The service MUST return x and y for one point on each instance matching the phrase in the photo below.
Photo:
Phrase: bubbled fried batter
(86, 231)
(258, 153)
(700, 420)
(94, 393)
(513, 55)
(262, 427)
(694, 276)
★ ★ ★ ★ ★ ★ ★
WORK TO BE COMPLETED | Give every entry once more, exactly as it reads.

SOLUTION FOR THIS TASK |
The service MUST return x and y for one point on each instance matching the phrase in the photo below.
Photo:
Phrase: bubbled fried batter
(86, 231)
(258, 153)
(700, 420)
(94, 393)
(513, 55)
(262, 427)
(694, 276)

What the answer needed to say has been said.